Only one portion of the data is to be written out: from the line bearing "Thanks for the photo. Could you please mark the dry" through the line bearing "Thanks for the photo. Could you please mark the bear's ear". Write it exactly as it appears.

(Records shown)

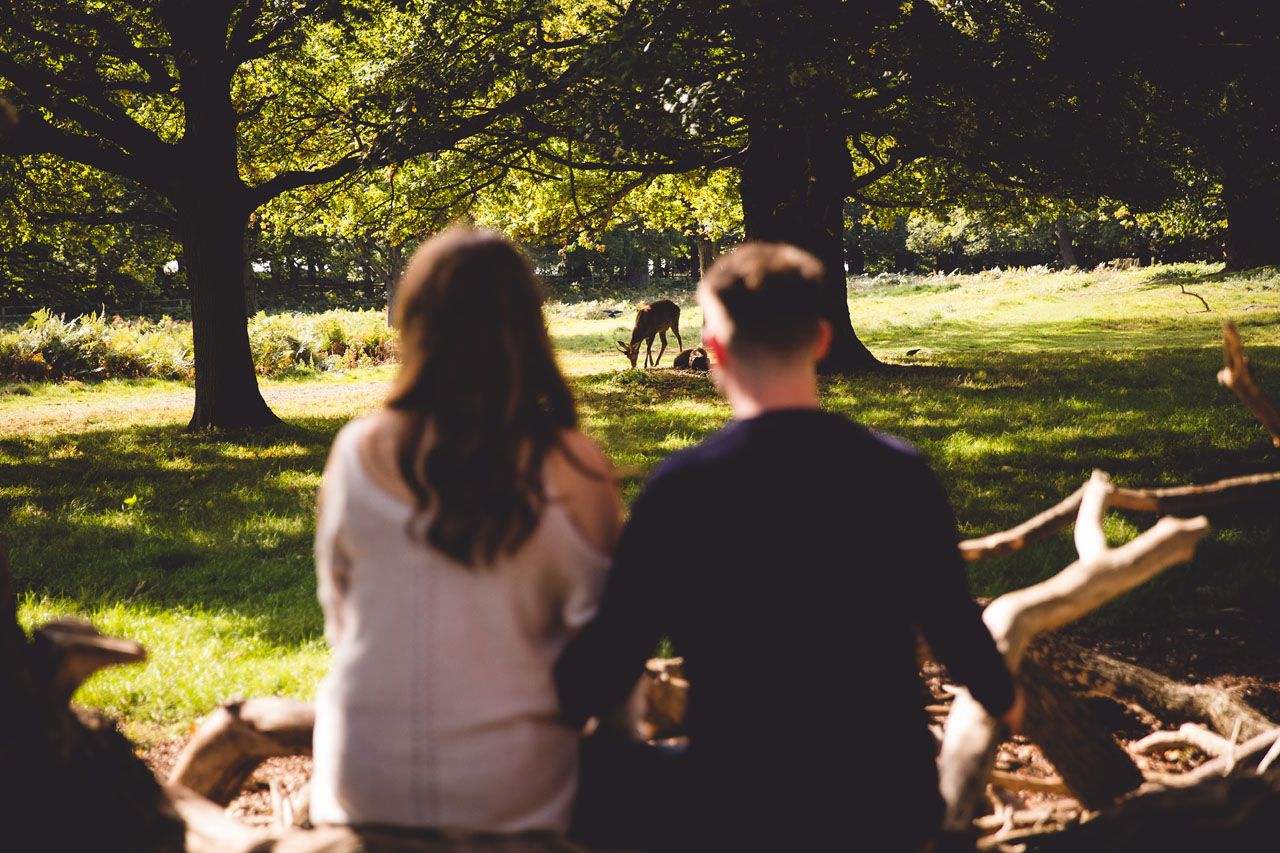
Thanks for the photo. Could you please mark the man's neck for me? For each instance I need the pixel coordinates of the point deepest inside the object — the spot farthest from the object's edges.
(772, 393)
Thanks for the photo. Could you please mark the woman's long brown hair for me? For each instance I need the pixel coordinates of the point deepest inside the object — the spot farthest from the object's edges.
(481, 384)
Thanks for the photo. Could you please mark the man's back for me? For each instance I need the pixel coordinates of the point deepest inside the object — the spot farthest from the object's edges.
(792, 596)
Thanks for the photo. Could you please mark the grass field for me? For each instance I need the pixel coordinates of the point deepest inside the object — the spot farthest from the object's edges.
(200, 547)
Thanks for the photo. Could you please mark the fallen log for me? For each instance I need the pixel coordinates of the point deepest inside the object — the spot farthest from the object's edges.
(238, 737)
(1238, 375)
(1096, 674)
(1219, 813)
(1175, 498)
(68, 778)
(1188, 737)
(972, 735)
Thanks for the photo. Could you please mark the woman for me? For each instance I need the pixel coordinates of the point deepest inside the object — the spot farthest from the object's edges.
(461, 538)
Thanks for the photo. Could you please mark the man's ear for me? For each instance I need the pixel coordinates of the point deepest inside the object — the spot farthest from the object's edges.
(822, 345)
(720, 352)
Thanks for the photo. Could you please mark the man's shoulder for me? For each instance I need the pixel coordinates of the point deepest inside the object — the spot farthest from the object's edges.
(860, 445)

(End Records shown)
(Records shown)

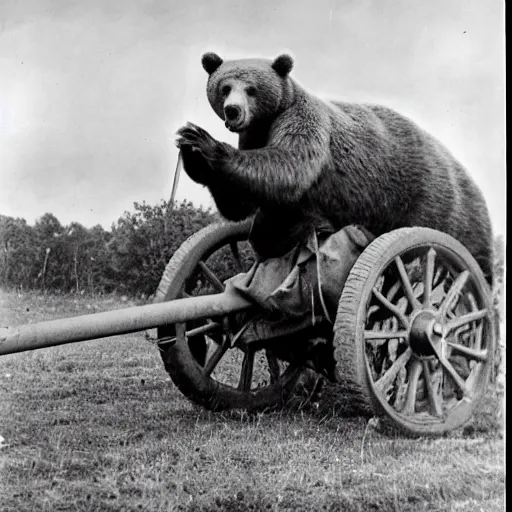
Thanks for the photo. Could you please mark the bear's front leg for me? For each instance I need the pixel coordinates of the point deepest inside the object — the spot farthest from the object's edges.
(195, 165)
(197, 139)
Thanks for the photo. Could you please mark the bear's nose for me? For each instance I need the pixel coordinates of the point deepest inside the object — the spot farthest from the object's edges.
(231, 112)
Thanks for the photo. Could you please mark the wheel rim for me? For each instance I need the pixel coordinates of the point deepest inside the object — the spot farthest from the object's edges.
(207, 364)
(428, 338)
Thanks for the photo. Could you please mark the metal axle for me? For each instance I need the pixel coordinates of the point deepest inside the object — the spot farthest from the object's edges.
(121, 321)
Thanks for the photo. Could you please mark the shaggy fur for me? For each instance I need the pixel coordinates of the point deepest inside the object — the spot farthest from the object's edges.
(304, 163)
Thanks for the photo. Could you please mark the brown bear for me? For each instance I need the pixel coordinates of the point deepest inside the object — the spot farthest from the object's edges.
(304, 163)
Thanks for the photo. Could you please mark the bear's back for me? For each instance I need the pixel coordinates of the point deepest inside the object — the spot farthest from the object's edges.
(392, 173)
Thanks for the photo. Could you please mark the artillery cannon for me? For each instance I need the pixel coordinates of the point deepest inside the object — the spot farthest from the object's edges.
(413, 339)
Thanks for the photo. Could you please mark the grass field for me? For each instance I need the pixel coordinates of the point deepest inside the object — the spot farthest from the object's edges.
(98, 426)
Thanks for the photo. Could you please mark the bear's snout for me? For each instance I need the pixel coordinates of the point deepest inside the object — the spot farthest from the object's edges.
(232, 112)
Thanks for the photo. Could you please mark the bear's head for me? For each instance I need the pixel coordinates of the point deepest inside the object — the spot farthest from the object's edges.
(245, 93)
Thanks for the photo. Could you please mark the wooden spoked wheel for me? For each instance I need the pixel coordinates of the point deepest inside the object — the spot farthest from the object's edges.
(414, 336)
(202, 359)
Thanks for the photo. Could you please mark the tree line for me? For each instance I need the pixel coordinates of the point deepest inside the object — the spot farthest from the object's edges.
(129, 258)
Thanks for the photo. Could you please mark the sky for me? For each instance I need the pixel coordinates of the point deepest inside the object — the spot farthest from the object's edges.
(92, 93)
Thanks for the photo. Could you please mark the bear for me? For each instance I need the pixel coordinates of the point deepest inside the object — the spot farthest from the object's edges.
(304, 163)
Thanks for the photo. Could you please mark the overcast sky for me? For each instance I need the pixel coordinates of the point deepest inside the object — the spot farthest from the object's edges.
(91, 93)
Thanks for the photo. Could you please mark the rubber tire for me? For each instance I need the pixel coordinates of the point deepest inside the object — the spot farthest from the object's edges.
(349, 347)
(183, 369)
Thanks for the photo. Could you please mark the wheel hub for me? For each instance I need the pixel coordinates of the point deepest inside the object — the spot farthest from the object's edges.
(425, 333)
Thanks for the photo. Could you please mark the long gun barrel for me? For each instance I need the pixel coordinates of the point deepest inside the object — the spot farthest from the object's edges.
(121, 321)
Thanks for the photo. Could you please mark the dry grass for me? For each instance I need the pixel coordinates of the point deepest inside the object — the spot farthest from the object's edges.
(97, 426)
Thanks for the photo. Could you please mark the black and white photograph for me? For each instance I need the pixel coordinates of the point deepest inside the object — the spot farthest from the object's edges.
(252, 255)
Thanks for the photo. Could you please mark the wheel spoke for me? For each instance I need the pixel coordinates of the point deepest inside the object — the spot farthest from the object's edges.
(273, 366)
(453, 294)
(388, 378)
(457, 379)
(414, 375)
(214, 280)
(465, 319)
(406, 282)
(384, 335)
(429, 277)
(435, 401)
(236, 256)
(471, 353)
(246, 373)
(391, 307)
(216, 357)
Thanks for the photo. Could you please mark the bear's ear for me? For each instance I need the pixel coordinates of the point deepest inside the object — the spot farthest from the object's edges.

(End Records shown)

# Output for this exercise
Thanks for the photo. Could you please mark the dry grass for me? For each instance I need the pixel coordinates of the point deepest inside the object — the spot farthest from the object's edges.
(97, 426)
Thanks for the photo. Could you please mark the black and white photograph for me? For each instance I need the pixel coordinates of the point deepest inside the object — the spot farthest from the object's edges.
(252, 255)
Thanks for the photo. Could you please mark the wheel spoke for me? For each instance I need the pixel coordinates of the point deepest inside the object — the spot farthest from the object's edges.
(273, 366)
(453, 294)
(388, 378)
(457, 379)
(414, 375)
(214, 280)
(465, 319)
(406, 282)
(384, 335)
(429, 277)
(435, 401)
(236, 256)
(471, 353)
(246, 373)
(391, 307)
(216, 357)
Thanks for the photo. Could you please mark the bear's ear for me? For each instance I need the pixel coordinates of the point deepest inside the object — the spot farthest from the object's edges.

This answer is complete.